───── Available data ─────

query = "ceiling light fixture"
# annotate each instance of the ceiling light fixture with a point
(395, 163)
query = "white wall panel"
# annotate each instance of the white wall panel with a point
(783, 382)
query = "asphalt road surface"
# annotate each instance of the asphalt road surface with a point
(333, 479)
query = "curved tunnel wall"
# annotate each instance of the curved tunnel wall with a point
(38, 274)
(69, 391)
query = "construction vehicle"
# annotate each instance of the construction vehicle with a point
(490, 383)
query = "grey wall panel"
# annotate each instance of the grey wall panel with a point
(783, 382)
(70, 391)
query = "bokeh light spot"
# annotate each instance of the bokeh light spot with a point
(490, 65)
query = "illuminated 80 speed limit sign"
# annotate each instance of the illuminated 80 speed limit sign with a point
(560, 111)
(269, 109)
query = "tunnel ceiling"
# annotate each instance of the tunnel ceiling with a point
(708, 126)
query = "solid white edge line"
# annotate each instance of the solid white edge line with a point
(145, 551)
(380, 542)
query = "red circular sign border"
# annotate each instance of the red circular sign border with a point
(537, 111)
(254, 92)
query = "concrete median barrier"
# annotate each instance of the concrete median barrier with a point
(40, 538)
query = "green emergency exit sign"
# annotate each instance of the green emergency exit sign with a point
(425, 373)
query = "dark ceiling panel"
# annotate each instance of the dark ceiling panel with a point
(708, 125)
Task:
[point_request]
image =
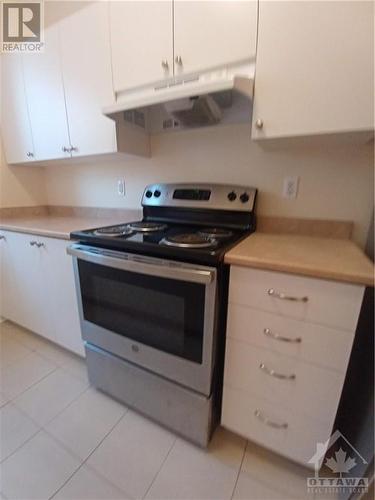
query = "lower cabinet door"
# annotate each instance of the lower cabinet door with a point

─────

▶ [Your instructions] Every line above that holds the word "lower" is to be found and copied.

▶ [Answer for this exercise]
query = "lower cabinet door"
# annotate each instance of the lower cabinet door with a point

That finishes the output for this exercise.